_CONSIGNE 1_: Recopiez mot pour mot le segment du passage sur les médecins de prison qui va de « Il cite la spectaculaire » jusqu'à « fin d'activité professionnelle. ».
_CONSIGNE 2_: D'après le passage sur les médecins de prison, quel pourcentage de leur rémunération brute représente la prime mensuelle versée aux travailleurs sociaux intervenant derrière les barreaux ?
_CONSIGNE 3_: Prolongez l'article sur les médecins de prison en reprenant après sa dernière phrase.

Alors que les gardiens et autres personnels pénitentiaires ont droit, depuis 1958, à une prime mensuelle « de pénibilité et de dangerosité » (21 % de leur rémunération brute), de même que les travailleurs sociaux intervenant derrière les barreaux (17 %), les médecins de prison sont privés de toute « reconnaissance statutaire ». Or, rappelle le Dr François Moreau, « si les prises d'otages de confrères sont exceptionnelles, les agressions, elles, sont régulières ».
Il cite la spectaculaire tentative d'évasion de Fresnes (Val-de-Marne) des 27 et 28 mai, qui a provoqué de graves blessures à un surveillant et « au cours de laquelle des praticiens en intervention ont été pris sous le feu ». Aussi, le SMEP (2) suggère que les médecins profitent d'un « avancement de carrière ». Sur 13 échelons, ils en « gagneraient 1 tous les cinq ans », ce qui correspondrait à une indemnité mensuelle de 1 200 F pour un débutant et de 5 000 F pour celui qui est en fin d'activité professionnelle.

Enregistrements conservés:

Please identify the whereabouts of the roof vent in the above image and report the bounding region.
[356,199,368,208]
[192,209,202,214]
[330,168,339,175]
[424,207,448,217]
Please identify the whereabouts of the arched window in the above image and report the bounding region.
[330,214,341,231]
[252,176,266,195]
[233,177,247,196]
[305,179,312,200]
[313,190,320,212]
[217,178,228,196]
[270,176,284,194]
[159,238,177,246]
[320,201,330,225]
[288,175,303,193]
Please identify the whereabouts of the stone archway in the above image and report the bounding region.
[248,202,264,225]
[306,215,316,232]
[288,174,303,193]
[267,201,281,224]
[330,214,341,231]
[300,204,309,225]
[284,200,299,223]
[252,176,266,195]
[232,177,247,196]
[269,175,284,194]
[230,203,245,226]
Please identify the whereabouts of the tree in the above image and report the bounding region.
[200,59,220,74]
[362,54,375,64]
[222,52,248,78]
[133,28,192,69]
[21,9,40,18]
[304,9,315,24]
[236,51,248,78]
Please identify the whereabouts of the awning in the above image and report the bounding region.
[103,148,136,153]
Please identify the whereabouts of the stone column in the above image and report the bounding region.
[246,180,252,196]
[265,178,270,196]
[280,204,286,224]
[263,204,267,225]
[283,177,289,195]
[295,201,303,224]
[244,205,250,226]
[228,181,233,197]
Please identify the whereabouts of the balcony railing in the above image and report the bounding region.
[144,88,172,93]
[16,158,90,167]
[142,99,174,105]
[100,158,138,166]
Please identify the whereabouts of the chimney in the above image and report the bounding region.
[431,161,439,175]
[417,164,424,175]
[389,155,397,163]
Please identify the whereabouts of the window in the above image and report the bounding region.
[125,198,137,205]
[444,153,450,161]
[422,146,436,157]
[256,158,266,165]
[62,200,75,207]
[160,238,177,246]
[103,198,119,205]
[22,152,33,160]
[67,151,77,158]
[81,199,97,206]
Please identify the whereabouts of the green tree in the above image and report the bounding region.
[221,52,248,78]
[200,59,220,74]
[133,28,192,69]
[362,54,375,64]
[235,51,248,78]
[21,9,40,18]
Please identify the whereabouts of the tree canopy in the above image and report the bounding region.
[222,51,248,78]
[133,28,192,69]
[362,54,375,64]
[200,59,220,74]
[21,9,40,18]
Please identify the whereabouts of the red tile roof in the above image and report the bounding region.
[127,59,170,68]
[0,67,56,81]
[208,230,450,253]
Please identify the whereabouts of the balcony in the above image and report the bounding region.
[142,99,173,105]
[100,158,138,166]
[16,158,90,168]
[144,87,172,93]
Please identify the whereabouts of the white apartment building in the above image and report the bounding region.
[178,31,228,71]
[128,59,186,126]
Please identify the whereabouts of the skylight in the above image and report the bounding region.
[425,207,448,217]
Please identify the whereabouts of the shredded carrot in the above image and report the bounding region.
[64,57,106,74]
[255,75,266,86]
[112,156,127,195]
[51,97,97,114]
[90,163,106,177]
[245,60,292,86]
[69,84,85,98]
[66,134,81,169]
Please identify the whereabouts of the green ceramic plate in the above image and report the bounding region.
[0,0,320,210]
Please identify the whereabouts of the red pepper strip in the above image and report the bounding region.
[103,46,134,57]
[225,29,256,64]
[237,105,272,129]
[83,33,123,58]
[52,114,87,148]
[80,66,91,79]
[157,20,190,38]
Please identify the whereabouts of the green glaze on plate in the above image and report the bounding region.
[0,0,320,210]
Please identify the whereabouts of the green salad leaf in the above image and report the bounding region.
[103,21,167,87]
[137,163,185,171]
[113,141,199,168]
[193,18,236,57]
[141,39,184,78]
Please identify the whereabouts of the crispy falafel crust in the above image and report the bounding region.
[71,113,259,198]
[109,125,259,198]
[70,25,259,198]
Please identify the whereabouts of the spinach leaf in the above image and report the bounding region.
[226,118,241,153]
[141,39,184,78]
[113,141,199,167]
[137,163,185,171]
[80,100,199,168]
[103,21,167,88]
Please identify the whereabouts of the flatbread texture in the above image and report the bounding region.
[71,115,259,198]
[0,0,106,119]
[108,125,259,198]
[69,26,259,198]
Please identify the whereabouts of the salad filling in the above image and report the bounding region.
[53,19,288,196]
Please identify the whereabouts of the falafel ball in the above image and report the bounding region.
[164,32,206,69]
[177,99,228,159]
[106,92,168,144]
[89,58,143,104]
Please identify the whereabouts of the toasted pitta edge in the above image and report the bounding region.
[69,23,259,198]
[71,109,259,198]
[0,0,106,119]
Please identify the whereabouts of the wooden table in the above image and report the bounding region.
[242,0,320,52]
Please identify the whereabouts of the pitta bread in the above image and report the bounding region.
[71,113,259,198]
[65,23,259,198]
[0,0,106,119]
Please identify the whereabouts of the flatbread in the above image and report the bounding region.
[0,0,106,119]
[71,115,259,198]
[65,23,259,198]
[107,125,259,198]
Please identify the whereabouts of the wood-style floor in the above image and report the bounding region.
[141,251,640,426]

_RÉPONSE ATTENDUE 1_:
Il cite la spectaculaire tentative d'évasion de Fresnes (Val-de-Marne) des 27 et 28 mai, qui a provoqué de graves blessures à un surveillant et « au cours de laquelle des praticiens en intervention ont été pris sous le feu ». Aussi, le SMEP (2) suggère que les médecins profitent d'un « avancement de carrière ». Sur 13 échelons, ils en « gagneraient 1 tous les cinq ans », ce qui correspondrait à une indemnité mensuelle de 1 200 F pour un débutant et de 5 000 F pour celui qui est en fin d'activité professionnelle.

_RÉPONSE ATTENDUE 2_: 17 %.

_RÉPONSE ATTENDUE 3_:
Le Dr François Moreau déplore par ailleurs que les agences régionales de l'hospitalisation n'appliquent pas la circulaire du 13 octobre 2000 instaurant une prime forfaitaire de 1 800 F par mois pour « l'activité multisites des praticiens hospitaliers » en UCSA. Pour l'heure, les intervenants en réseau ville-hôpital, les chirurgiens et les anesthésistes en seraient les premiers bénéficiaires. La direction de l'Hospitalisation et de l'Organisation des soins prévoit de faire un point en septembre. « Dans tous les cas, de telles exigences statutaires, ne pourraient que rendre attractive la médecine carcérale », qui souffre d'un déficit de praticiens, fait remarquer le Dr François Moreau, chef du service médical de la maison d'arrêt de Bois-d'Arcy (Yvelines).
D'autre part, il aurait été souhaitable que la Santé nomme un chargé de mission pour les questions médico-judiciaires, « extérieur à l'administration », les hôpitaux étant « de plus en plus sollicités en la matière, avec leurs services de médecine légale, la prise en charge de victimes (attentats, sinistres, etc.) et l'accompagnement sanitaire d'étrangers dans les centres de rétention (circulaire de l'Intérieur de mars 2000) ». Le ministère vient de décider de confier cette tâche à un médecin-inspecteur. Le SMEP, en outre, aurait aimé être consulté sur la refonte de la loi pénitentiaire que Mme Lebranchu, garde des Sceaux, présentera à l'automne. « Le droit des prisonniers, quand il s'agit d'hygiène (pourquoi 3 douches hebdomadaires et non une quotidienne ?), de santé, de sexualité et de dignité, renvoie directement à la médecine », souligne le Dr François Moreau.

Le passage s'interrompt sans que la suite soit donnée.